Exercise:
Convert each line of the entries below into a JSON list of strings with one string per line, and drop any blank lines.

Position identification entries
▬▬▬▬▬▬
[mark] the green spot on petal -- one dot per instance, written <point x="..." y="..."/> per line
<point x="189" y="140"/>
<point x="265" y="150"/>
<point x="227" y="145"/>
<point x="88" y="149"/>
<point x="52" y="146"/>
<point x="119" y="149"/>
▬▬▬▬▬▬
Exercise response:
[
  "[mark] the green spot on petal -- one dot per instance, written <point x=\"...\" y=\"...\"/> per line",
  "<point x=\"189\" y=\"140\"/>",
  "<point x=\"265\" y=\"150\"/>",
  "<point x=\"227\" y=\"145\"/>",
  "<point x=\"88\" y=\"149\"/>",
  "<point x=\"52\" y=\"146\"/>",
  "<point x=\"119\" y=\"149\"/>"
]